--- Supplied text ---
----

Clark v. Needham

These two instruments constitute but one instrument, and must be construed together. Briefly stated, the agreement is this: Plaintiffs, in consideration of $1,500, to be paid to them annually, agreed for a period of five years not to manufacture or sell chaplets, except for only one party. Plaintiffs' *Page 87 sales were not limited to the place of manufacture, but extended into other States. The plain object of the agreement was to substantially close this part of plaintiffs' business, and to give defendants a monopoly of it. The parties evidently recognized the invalidity of such a contract, put in plain and unequivocal language, and sought to evade it by these two so-called leases. The arrangement was a bare subterfuge to evade the law. Defendants did not buy out plaintiffs' business, machinery, and plant, or lease them for the purpose of continuing their (plaintiffs') business. The result intended and accomplished was to close that part of plaintiffs' business, to throw their employés out of employment, and to deprive the public of any benefit from the continuance of their business. This is not the case of Beal v. Chase, 31 Mich. 490, where Beal purchased the entire plant, business, and good will of Chase for the purpose of continuing the same business. In that case both the employés and the public derived the same benefit as though the business were to be continued by Chase.

----

--- Data excerpts ---

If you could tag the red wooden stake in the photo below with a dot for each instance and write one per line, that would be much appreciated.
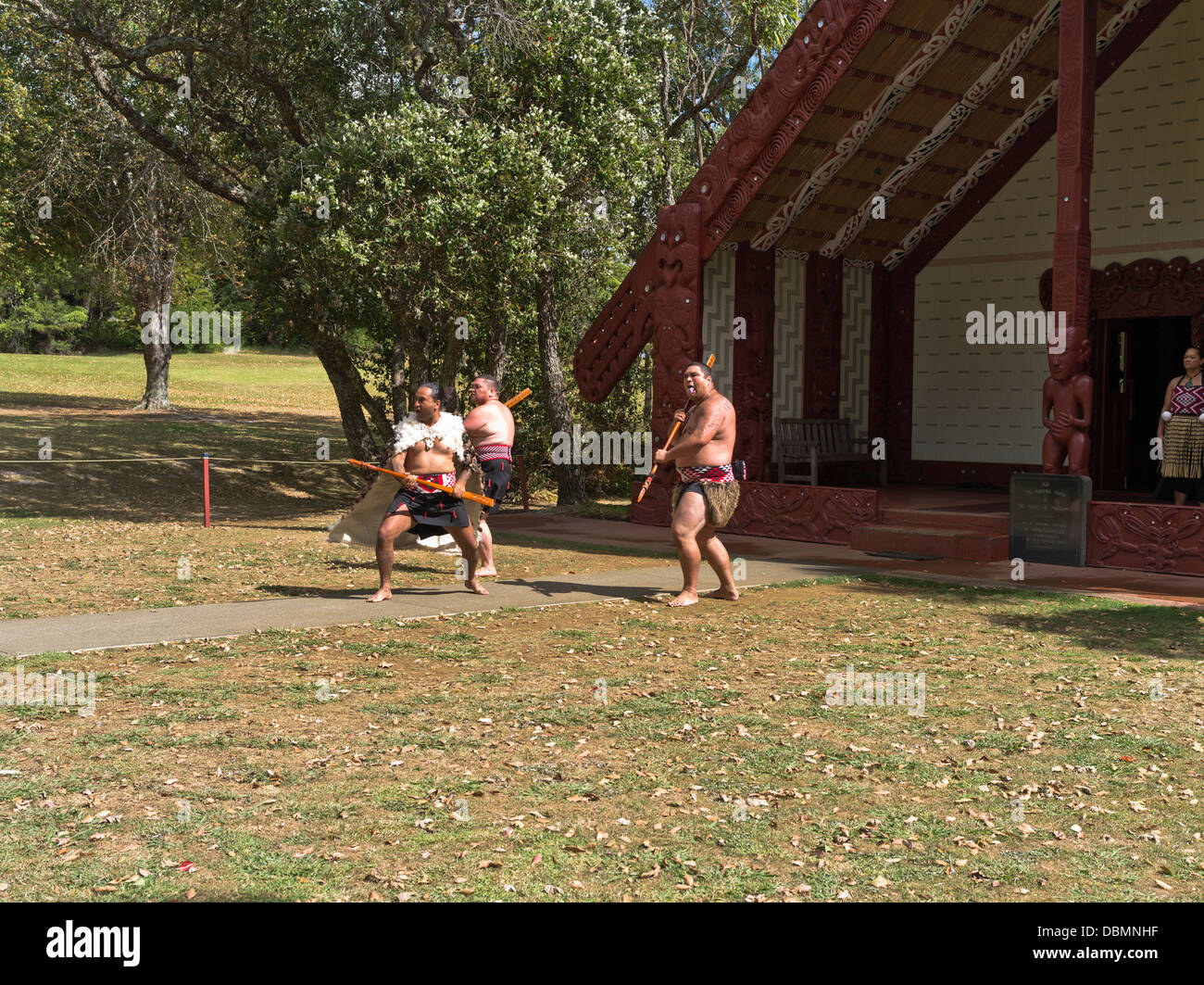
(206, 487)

----

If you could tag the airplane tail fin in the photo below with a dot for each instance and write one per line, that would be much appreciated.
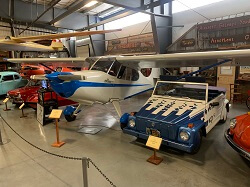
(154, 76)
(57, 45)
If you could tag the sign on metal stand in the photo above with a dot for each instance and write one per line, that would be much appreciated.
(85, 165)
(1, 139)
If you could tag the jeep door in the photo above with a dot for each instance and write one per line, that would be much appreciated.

----

--- Problem ---
Using the Clark v. Needham text above, answer these:
1. What sum were the plaintiffs to receive each year?
2. For how many years did the plaintiffs agree not to make or sell chaplets?
3. What did Beal purchase from Chase in Beal v. Chase?

--- Answer to the exercise ---
1. $1,500
2. Five years
3. The entire plant, business, and good will of Chase